**Required work**: Please copy the records below word for word, starting at the line that contains "the black helmet" and running down through the line that contains "x=354, y=236", with both of those lines included.

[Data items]
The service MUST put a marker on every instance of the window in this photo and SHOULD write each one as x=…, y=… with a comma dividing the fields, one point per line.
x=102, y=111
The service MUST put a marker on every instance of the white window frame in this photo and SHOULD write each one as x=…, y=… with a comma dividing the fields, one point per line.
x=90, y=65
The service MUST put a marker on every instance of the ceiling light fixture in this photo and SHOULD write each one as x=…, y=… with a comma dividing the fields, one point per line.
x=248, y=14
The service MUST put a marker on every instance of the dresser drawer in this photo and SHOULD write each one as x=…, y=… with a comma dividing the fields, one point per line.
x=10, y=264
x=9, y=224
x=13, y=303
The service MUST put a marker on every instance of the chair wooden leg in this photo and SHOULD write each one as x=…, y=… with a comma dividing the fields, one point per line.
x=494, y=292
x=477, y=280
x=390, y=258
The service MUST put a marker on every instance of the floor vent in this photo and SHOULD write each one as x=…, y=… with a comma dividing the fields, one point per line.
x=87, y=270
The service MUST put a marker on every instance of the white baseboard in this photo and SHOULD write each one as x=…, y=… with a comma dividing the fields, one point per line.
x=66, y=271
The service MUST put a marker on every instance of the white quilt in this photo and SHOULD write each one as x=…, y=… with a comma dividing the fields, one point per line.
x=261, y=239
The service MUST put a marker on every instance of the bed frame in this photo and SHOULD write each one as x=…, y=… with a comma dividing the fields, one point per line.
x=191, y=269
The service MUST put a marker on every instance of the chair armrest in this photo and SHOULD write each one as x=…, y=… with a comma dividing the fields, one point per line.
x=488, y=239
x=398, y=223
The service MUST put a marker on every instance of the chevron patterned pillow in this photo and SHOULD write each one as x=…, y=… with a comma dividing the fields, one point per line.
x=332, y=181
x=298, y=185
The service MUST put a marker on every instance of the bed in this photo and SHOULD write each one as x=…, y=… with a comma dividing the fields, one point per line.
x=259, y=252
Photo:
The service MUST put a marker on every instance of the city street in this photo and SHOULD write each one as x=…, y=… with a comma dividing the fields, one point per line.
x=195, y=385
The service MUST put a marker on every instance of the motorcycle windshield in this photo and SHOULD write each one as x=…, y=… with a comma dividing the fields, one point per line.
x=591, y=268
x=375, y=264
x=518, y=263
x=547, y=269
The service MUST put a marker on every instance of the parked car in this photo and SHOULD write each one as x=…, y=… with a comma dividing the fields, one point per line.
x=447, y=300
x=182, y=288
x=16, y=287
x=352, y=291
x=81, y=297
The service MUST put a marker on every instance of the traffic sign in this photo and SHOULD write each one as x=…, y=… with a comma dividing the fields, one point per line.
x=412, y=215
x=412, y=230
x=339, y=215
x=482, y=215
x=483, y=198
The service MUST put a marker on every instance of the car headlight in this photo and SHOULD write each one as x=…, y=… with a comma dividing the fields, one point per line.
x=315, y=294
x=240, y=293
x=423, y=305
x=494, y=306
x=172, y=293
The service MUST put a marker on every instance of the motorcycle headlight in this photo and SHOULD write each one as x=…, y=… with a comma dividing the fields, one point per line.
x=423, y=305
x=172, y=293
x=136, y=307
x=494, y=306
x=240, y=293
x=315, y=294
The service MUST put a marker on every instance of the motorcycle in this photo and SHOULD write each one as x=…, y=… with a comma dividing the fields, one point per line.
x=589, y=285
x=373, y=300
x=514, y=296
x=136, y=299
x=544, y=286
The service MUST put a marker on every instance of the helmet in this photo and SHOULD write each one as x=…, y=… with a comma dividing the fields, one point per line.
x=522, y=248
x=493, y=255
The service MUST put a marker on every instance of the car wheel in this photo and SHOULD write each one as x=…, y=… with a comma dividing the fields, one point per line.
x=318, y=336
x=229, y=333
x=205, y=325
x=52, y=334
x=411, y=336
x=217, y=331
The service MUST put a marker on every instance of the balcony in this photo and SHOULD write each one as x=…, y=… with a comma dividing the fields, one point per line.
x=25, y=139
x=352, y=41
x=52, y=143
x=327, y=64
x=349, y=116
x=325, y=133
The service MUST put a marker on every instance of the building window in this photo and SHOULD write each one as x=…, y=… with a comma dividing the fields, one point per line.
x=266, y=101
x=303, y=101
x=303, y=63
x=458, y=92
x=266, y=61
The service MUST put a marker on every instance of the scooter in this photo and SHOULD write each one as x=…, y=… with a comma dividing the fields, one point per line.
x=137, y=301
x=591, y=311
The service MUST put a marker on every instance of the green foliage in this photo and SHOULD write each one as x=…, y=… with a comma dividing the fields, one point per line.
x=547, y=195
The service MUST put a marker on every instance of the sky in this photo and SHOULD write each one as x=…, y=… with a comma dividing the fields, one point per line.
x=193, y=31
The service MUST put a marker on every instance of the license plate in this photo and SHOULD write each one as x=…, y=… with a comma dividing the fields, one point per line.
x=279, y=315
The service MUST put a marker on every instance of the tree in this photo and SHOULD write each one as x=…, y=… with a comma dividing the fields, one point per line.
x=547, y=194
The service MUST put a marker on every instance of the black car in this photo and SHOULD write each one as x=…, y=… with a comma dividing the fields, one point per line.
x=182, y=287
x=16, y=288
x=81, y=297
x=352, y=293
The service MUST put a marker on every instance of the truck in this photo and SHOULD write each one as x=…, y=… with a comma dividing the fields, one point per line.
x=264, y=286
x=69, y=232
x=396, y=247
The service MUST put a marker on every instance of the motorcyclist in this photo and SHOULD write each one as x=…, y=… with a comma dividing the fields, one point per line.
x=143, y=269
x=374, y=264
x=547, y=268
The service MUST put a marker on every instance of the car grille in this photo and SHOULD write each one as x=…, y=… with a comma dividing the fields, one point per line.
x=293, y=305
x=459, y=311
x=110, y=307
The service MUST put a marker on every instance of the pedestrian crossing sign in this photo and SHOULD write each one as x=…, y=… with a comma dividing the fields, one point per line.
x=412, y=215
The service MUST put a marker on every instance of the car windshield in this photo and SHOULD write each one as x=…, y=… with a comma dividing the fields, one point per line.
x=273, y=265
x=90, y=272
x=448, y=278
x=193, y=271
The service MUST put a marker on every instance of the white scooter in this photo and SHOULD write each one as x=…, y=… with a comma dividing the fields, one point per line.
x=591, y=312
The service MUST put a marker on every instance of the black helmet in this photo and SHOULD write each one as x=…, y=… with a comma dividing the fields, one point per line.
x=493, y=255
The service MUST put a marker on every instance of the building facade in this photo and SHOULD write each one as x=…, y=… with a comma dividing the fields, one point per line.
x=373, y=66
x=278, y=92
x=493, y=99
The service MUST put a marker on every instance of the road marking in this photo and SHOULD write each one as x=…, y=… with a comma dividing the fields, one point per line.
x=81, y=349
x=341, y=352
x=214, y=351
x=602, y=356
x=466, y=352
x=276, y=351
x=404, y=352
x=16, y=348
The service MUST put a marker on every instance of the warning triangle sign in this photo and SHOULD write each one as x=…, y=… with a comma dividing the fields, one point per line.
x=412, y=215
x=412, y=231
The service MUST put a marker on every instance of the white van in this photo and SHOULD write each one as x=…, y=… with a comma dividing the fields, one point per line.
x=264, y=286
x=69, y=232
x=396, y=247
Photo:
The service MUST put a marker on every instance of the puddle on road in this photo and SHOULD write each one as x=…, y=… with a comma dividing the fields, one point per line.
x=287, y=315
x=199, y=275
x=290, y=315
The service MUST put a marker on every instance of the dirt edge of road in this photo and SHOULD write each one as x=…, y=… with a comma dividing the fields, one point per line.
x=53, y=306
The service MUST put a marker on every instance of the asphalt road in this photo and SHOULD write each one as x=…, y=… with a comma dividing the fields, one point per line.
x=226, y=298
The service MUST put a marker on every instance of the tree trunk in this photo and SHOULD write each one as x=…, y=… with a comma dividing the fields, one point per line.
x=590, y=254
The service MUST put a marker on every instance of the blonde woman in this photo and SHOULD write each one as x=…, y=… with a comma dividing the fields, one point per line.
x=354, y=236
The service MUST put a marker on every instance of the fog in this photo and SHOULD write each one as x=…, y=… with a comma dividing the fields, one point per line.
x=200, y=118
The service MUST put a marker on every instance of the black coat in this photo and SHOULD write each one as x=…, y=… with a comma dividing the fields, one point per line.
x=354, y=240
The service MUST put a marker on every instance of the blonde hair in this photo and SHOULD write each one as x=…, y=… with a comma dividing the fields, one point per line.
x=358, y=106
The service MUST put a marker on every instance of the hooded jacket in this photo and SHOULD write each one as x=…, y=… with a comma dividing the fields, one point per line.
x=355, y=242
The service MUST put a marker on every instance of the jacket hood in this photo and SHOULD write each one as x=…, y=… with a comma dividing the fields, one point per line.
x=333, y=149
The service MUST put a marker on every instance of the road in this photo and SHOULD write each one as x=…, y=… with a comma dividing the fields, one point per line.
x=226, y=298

**Complete answer**:
The service MUST put a marker on every instance of the black helmet in this photo and SHOULD write each one as x=…, y=… with a comma dividing the fields, one point per line.
x=493, y=255
The service MUST put a marker on every instance of the building facade in this photo and SHOULD write each one as x=…, y=… with a comma dividing the fields, one point per line.
x=373, y=66
x=278, y=92
x=493, y=99
The service MUST put a marker on every instance of the road marking in this photo and SHOULD write each one as x=…, y=… with a comma dividing the fields, one point per line.
x=81, y=349
x=341, y=352
x=214, y=351
x=602, y=356
x=466, y=352
x=276, y=351
x=404, y=352
x=16, y=348
The service MUST put a marker on every instance of the warning triangle sign in this photo and SHOULD write each one as x=…, y=… with a comma dividing the fields, one point per line.
x=412, y=215
x=412, y=231
The service MUST put a marker on every instance of the white van in this photo and SHOULD write each one as x=…, y=… with a comma dividing the fields, one point per line.
x=264, y=286
x=69, y=232
x=396, y=247
Photo:
The service MUST put a marker on every instance of the puddle on road in this photo and SHOULD write each one as x=…, y=… with a comma dividing the fields, one point per line.
x=287, y=315
x=199, y=275
x=290, y=315
The service MUST put a marker on every instance of the dirt edge of road in this photo and SHOULD write each one as x=…, y=… with a comma dividing the fields, one point per line.
x=53, y=306
The service MUST put a marker on every instance of the asphalt road in this photo and SHOULD write each one as x=…, y=… with a comma dividing the fields, one point per line.
x=226, y=298
The service MUST put a marker on every instance of the tree trunk in this photo and SHOULD write each one as x=…, y=… with a comma dividing the fields, one point per line.
x=590, y=254
The service MUST put a marker on every instance of the blonde woman in this photo and SHOULD write each one as x=…, y=… with a comma dividing the fields, one point per line.
x=354, y=236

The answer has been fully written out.